** Selected passage follows **
Newson Garrett (31 July 1812 – 4 May 1893) was an English maltster, instrumental in the revival of the town of Aldeburgh, Suffolk, of which he became mayor at the end of his life. His daughter Elizabeth became the first woman in Britain to qualify as a medical doctor. Both his daughters, Millicent and Elizabeth, became famous as women's rights activists.

==Life==
Born in Leiston in Suffolk, Garrett was the grandson of Richard Garrett, who founded the technical machinery works at Leiston, and Elizabeth Newson, after whom he was named. Newson was the youngest of three sons and not academically inclined, although he possessed the family’s entrepreneurial spirit. When he finished school, the small town of Leiston offered little to Newson, so he left for London to make his fortune. There, he fell in love with his brother's sister-in-law, Louisa Dunnell, the daughter of an innkeeper of Suffolk origin. After their wedding, the couple lived in a pawnbroker's shop at 1 Commercial Road, Whitechapel. The Garretts had their first four children in quick succession: Louisa, Elizabeth (who would become the first woman in Britain to qualify as a physician and surgeon), Dunnell Newson (who died in infancy) and Newson Dunnell. The family moved to 142 Long Acre, where they lived for two years; two more children were born, Edmund in 1840 and Alice in 1842, and Newson moved up in the world, becoming not only the manager of a larger pawnbroker's shop, but also a silversmith. Garrett's grandfather, the owner of the family engineering works, Richard Garrett & Sons, had died in 1837, leaving the business to his eldest son, Garrett's uncle. Despite his lack of capital, Newson was determined to be successful and in 1840 he moved his family to the Uplands in Aldeburgh.

In March 1841, he bought the business of Osborne and Fennell, barley and coal merchants at Snape Bridge. Using the River Alde to transport barley across Britain and into Europe on Thames barges, within three years of his arrival, Garrett was shipping 17,000 quarters (216 t) of barley a year from Snape. Much of this barley would have been destined for breweries, where it had first to be malted. Newson saw an opportunity and in 1854 he began malting at Snape, and was soon shipping malt, rather than barley to the breweries.
** End of Selected passage **
** Record extracts follows **
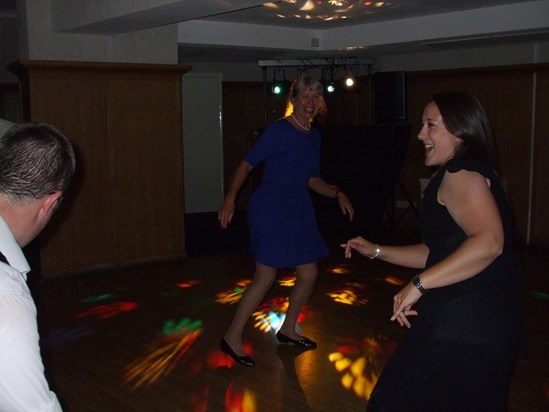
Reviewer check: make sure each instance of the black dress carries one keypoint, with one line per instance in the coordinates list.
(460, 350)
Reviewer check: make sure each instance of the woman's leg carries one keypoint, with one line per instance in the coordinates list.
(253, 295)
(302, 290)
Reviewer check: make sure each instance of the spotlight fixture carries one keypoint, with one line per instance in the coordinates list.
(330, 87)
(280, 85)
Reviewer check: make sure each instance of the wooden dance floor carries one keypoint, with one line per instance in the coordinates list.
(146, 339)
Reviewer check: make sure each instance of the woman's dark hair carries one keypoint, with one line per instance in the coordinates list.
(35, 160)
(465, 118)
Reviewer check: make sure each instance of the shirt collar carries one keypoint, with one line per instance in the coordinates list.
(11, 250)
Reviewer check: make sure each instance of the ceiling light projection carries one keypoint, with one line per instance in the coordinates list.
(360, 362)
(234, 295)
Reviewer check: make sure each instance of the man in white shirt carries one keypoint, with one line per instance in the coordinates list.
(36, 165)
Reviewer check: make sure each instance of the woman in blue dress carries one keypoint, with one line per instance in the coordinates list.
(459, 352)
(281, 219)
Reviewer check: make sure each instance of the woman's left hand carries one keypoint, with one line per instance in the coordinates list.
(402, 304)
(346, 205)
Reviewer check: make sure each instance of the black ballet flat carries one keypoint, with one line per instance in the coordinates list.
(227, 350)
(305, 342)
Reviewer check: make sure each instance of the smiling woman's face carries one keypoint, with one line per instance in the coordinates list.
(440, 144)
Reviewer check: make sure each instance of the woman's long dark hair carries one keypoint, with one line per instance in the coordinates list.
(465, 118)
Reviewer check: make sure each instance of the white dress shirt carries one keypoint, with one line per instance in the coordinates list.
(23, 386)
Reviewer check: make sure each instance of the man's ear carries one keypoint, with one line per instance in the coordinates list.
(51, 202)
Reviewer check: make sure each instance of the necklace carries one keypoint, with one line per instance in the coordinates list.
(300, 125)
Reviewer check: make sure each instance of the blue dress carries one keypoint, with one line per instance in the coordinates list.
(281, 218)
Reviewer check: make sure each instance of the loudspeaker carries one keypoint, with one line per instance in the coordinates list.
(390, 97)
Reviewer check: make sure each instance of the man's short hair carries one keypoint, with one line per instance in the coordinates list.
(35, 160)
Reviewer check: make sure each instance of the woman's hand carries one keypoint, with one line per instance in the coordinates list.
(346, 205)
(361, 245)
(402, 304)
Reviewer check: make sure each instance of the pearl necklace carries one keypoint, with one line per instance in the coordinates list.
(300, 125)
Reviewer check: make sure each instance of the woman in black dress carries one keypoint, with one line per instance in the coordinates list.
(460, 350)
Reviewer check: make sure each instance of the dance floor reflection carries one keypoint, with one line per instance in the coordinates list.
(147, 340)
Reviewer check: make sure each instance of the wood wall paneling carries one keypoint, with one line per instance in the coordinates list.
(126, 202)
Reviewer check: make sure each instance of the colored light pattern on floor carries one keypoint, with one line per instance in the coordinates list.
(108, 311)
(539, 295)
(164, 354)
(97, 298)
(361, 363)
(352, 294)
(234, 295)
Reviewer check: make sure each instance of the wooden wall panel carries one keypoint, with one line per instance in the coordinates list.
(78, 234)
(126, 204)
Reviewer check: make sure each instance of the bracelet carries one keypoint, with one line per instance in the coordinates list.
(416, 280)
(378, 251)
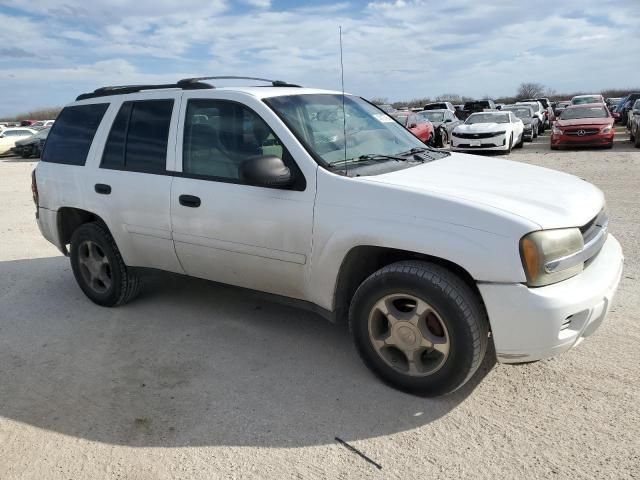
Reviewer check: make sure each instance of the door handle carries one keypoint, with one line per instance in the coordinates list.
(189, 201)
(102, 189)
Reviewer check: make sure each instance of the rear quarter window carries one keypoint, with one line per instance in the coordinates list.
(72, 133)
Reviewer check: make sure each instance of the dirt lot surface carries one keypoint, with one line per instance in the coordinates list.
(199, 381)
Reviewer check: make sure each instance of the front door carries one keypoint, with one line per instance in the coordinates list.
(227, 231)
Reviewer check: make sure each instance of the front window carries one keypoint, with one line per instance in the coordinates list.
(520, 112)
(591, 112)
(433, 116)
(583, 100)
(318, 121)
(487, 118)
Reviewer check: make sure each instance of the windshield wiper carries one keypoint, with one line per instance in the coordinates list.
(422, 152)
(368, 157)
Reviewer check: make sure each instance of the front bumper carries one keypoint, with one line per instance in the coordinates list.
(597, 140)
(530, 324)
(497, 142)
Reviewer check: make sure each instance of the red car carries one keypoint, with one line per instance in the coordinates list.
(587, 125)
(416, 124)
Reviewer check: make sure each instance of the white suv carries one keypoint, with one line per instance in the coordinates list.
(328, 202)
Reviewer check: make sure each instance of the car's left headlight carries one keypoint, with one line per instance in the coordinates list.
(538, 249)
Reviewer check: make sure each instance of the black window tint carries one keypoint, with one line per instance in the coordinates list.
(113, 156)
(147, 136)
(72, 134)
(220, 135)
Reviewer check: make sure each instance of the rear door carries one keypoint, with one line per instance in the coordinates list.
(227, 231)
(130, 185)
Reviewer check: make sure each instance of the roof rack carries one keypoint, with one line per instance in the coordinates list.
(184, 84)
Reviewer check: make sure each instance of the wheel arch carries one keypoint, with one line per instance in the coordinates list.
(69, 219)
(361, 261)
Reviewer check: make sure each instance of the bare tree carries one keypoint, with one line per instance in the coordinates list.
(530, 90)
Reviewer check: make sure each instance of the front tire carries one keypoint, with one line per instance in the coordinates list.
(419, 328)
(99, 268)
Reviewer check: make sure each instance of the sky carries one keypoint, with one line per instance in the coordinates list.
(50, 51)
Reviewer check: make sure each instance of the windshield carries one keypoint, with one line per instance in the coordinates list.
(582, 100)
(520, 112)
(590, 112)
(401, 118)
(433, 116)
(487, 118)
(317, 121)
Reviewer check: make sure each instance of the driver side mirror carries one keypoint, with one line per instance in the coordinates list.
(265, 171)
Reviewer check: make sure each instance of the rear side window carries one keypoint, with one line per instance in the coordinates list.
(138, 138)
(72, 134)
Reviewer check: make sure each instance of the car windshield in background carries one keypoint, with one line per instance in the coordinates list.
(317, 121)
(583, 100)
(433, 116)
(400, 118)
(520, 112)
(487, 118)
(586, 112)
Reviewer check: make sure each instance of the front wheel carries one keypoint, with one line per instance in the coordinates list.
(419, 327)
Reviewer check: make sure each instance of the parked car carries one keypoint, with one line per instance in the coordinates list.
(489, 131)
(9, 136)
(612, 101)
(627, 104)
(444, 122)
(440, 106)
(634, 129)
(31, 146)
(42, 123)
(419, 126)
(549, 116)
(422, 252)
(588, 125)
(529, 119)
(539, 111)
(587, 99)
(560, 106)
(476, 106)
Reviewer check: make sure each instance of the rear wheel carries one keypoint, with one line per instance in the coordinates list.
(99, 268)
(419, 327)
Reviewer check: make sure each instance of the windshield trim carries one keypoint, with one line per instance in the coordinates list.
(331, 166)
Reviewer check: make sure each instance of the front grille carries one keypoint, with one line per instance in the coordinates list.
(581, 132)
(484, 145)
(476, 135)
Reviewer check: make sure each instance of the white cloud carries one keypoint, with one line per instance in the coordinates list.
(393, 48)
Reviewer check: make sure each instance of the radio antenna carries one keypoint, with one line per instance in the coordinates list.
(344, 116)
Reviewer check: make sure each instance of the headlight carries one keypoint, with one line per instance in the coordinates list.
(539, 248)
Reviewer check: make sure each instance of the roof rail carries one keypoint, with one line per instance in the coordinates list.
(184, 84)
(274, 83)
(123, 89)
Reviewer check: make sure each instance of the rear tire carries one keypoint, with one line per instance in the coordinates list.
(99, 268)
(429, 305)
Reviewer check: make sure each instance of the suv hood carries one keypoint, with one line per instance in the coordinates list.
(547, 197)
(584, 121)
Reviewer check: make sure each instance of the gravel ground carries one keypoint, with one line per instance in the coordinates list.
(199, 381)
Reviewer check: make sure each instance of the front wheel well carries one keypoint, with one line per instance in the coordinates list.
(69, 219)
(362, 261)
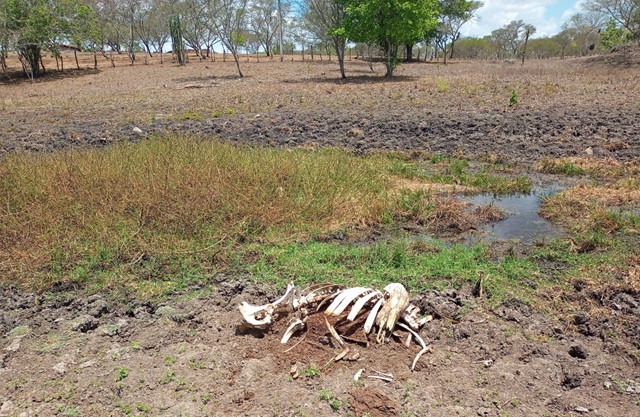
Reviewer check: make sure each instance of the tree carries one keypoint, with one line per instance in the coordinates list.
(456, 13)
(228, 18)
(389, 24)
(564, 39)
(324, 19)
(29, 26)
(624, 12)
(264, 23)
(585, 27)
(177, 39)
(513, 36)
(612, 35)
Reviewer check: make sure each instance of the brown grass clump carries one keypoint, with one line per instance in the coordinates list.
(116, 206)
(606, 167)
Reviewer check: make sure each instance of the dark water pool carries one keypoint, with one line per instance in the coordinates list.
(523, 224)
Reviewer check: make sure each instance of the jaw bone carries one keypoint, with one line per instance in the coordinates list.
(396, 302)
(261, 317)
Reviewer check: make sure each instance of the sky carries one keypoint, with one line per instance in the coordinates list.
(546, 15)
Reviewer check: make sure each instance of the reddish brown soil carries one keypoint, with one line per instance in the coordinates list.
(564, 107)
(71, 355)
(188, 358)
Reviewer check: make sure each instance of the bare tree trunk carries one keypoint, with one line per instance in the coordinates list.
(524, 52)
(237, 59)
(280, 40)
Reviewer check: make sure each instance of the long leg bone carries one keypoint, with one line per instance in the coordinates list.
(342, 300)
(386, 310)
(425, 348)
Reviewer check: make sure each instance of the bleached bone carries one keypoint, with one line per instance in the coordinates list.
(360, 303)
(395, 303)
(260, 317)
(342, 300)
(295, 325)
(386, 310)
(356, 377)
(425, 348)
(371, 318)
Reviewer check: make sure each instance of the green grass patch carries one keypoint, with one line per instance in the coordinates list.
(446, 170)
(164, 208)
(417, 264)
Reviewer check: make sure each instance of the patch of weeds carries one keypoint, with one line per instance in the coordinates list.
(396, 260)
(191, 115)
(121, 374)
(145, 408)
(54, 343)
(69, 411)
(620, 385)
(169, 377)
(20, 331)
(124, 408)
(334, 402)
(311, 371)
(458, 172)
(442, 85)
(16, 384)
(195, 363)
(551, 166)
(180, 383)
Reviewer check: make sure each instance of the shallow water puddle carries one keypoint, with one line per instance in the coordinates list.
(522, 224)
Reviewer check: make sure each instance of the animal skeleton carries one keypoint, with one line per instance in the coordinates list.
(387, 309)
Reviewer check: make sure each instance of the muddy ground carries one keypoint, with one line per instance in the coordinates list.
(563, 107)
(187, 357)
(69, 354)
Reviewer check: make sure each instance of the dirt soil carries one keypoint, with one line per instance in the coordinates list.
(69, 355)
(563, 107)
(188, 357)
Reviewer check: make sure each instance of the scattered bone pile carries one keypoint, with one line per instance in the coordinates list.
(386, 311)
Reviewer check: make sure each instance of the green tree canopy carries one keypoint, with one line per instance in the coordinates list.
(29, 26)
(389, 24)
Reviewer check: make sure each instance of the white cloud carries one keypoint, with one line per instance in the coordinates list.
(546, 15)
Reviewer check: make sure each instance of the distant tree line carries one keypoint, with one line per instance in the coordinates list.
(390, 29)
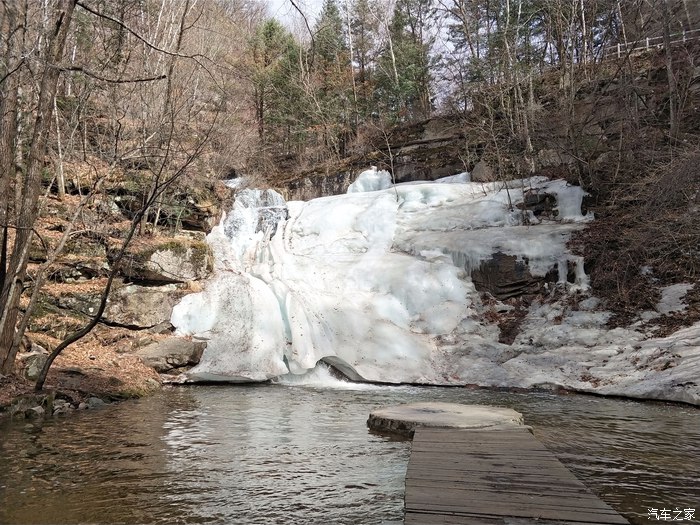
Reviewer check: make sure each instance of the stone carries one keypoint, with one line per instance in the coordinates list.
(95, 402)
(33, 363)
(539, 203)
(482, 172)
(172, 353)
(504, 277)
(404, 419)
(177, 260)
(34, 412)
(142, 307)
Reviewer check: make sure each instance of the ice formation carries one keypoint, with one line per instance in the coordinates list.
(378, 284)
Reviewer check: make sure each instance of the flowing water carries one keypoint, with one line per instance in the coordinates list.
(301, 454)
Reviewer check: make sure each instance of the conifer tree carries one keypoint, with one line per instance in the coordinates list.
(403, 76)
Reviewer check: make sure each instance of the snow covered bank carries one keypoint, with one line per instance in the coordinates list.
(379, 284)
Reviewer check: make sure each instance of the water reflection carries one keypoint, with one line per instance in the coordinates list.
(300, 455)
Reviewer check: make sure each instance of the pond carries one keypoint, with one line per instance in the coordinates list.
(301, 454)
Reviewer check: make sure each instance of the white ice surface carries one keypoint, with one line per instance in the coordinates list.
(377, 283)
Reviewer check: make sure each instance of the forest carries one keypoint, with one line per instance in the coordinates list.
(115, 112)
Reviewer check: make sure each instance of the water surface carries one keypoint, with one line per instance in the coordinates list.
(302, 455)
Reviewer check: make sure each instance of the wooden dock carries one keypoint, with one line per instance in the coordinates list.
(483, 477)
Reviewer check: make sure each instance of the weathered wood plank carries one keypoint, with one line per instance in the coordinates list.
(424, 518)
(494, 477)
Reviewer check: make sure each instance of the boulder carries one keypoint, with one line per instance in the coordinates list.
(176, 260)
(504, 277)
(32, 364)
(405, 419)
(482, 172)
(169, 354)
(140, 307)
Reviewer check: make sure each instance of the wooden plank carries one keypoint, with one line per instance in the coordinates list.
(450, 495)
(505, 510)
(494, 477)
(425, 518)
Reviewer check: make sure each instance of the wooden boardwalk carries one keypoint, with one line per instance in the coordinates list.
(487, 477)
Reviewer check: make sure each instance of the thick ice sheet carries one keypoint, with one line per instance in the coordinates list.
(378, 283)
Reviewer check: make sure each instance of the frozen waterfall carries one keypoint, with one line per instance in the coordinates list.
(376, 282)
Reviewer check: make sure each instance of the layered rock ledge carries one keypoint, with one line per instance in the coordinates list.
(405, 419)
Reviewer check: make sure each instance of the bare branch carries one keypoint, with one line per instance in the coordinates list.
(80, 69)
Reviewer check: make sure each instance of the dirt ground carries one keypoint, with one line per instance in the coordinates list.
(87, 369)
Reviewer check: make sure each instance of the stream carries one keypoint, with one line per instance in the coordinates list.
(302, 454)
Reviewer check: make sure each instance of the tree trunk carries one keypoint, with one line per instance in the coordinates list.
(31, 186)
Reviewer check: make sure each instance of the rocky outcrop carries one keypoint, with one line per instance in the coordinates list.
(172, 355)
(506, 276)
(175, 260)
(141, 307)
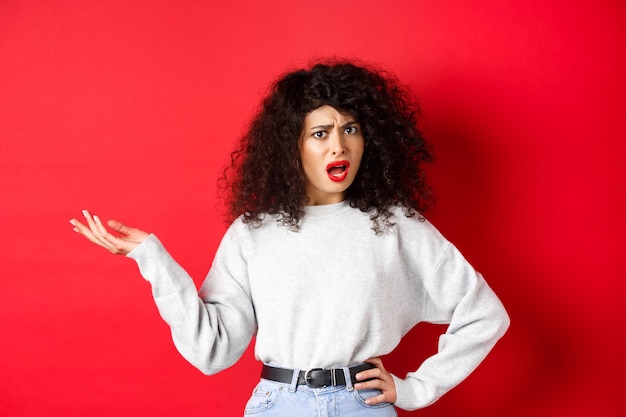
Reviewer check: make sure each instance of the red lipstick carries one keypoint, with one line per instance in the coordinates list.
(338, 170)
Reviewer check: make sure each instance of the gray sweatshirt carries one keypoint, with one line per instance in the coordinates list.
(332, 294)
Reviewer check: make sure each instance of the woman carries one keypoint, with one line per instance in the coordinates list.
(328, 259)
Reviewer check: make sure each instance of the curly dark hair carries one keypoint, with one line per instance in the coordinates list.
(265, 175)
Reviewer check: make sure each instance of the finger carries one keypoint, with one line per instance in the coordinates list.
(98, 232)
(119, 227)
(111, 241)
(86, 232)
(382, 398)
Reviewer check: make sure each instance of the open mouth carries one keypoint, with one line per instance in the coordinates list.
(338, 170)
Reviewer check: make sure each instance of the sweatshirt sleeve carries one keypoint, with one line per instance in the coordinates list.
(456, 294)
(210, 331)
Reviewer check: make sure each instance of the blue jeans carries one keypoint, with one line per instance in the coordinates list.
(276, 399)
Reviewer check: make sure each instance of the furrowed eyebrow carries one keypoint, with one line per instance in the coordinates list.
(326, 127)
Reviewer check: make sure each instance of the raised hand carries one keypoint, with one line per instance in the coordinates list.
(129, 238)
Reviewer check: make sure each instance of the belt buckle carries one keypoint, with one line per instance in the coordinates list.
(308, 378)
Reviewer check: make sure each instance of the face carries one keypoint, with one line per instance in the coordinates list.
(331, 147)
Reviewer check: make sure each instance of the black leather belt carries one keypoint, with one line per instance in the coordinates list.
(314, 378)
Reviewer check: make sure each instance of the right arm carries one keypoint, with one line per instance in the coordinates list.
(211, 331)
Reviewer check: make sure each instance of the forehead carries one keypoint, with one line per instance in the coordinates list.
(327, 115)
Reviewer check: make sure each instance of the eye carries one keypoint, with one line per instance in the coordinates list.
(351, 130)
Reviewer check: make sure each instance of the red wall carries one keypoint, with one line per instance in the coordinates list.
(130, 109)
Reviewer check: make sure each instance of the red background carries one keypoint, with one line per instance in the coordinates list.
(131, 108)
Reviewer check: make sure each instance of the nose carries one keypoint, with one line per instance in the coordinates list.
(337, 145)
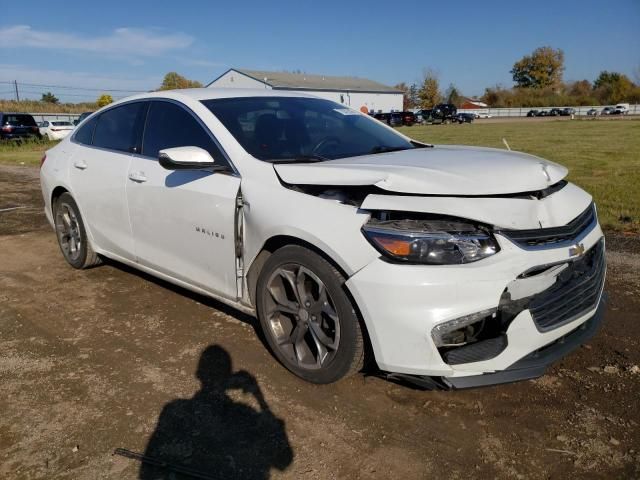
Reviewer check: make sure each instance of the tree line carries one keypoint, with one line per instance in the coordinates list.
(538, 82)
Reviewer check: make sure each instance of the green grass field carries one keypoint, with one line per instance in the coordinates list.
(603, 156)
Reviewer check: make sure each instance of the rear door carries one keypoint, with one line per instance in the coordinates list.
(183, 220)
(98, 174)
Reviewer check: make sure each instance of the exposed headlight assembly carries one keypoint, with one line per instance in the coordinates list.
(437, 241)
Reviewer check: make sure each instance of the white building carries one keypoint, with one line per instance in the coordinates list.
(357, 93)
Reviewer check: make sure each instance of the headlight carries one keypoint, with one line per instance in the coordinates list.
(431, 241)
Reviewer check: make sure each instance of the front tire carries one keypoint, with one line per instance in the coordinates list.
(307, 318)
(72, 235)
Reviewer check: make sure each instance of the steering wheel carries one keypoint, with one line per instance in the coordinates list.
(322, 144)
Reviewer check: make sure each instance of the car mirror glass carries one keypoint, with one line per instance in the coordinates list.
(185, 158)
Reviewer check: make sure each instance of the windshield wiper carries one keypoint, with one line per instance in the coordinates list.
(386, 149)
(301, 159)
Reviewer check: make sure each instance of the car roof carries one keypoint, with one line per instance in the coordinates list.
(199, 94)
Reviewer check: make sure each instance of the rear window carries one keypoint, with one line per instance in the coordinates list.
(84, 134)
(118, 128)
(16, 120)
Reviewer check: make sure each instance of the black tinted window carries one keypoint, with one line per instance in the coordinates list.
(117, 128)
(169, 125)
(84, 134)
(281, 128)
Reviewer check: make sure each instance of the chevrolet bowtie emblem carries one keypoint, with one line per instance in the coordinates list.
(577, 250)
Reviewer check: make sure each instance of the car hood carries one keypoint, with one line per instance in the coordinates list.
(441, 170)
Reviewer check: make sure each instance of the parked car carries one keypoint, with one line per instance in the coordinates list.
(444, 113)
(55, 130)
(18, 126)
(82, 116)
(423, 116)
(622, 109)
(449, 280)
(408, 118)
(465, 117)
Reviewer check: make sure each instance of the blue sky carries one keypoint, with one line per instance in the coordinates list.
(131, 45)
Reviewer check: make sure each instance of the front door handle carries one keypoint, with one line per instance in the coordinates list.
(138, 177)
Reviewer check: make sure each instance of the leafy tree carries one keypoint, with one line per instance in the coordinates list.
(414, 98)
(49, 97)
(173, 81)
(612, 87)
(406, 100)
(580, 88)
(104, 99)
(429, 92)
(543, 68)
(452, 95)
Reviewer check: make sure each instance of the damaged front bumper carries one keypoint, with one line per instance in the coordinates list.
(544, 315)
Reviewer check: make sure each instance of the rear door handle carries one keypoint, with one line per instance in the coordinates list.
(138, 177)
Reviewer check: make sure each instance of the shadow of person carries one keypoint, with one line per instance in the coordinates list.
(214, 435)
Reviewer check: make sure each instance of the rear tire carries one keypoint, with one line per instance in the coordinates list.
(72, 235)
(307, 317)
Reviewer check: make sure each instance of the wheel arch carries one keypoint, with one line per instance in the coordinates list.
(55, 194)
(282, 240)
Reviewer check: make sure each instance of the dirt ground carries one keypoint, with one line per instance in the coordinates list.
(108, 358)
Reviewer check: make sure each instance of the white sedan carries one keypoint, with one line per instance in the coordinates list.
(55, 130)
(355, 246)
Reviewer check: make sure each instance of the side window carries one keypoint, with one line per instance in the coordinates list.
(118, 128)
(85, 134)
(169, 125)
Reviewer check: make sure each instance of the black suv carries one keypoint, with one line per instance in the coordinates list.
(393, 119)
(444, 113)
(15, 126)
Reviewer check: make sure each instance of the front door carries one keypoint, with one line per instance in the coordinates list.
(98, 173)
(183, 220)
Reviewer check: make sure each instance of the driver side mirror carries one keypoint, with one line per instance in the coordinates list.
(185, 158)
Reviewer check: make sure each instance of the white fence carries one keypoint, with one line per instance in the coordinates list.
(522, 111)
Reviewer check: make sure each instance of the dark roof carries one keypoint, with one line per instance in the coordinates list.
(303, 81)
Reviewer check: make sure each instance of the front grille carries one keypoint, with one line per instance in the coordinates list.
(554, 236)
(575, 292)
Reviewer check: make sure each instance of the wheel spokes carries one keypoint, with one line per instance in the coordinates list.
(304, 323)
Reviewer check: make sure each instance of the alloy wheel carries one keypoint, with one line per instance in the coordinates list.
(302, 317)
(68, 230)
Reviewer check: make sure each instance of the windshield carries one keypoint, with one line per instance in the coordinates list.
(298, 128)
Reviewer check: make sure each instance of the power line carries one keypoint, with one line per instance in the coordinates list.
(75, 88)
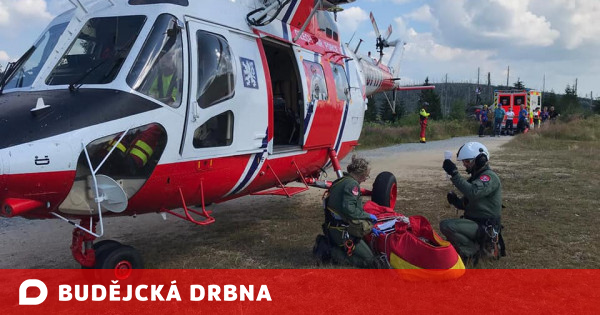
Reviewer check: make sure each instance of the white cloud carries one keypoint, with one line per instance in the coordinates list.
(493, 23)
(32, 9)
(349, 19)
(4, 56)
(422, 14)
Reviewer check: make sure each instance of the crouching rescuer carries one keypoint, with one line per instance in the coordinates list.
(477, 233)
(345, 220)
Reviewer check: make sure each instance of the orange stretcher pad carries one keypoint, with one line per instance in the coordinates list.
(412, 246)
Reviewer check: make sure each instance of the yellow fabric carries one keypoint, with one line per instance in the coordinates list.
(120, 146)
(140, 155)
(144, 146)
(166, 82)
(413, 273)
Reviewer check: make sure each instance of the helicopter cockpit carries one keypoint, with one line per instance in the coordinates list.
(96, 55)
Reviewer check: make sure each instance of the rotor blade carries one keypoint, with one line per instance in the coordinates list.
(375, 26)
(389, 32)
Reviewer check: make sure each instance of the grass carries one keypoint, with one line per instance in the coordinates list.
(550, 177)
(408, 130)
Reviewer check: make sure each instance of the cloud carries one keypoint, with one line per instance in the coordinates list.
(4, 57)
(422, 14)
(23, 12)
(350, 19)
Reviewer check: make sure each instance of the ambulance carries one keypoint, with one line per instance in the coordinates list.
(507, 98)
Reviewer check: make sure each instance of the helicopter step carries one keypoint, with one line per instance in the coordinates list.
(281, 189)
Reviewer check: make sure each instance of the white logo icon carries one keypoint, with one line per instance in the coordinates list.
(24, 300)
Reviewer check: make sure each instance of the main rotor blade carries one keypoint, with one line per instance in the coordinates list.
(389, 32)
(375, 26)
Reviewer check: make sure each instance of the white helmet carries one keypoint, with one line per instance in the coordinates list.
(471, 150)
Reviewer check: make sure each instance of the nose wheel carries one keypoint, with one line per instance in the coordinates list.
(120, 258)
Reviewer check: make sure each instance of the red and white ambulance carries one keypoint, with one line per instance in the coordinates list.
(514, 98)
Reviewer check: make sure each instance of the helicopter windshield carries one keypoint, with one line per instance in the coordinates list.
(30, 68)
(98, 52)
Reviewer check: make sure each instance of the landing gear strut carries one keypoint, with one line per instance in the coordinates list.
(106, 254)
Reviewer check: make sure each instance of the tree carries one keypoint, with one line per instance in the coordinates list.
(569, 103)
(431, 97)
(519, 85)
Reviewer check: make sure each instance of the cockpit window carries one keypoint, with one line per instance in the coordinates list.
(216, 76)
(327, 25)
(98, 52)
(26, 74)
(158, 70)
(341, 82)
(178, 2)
** End of Record extracts **
*Directions:*
**a)** Reproduce the part of the Newson Garrett passage between "Newson Garrett (31" and "women's rights activists.", inclusive.
**b)** Pick up the Newson Garrett biography from its last sentence and continue it.

*Solved tasks:*
**a)**
Newson Garrett (31 July 1812 – 4 May 1893) was an English maltster, instrumental in the revival of the town of Aldeburgh, Suffolk, of which he became mayor at the end of his life. His daughter Elizabeth became the first woman in Britain to qualify as a medical doctor. Both his daughters, Millicent and Elizabeth, became famous as women's rights activists.

**b)**
Newson's business at Snape Maltings expanded and five more children were born, Agnes (1845), an interior designer; Millicent (1847), a leader in the constitutional campaign for women's suffrage; Samuel (1850), Josephine (1853) and George (1854). A granddaughter Philippa Fawcett was the first woman to rank highest in the Mathematical Tripos examinations at Cambridge. By 1850, Newson was a prosperous businessman and was able to build Alde House, a mansion on a hill behind Aldeburgh.

The success of the maltings established Garrett as an eminent businessman. In 1889, he was elected to the position of mayor of Aldeburgh; fifteen years later his daughter Elizabeth became the first woman mayor in the United Kingdom by taking the same post.

==Death and legacy==
He was buried in St Peter and St Paul's Church, Aldeburgh, where there is a commemorative plaque on the wall. His widow died at Aldeburgh on 17 January 1903, at the age of 89.

The maltings at Snape Bridge closed in the 1960s but, through the leadership of the composer Benjamin Britten, the site was converted into the Snape Maltings Concert Hall, which has become the principal venue for the annual Aldeburgh Festival.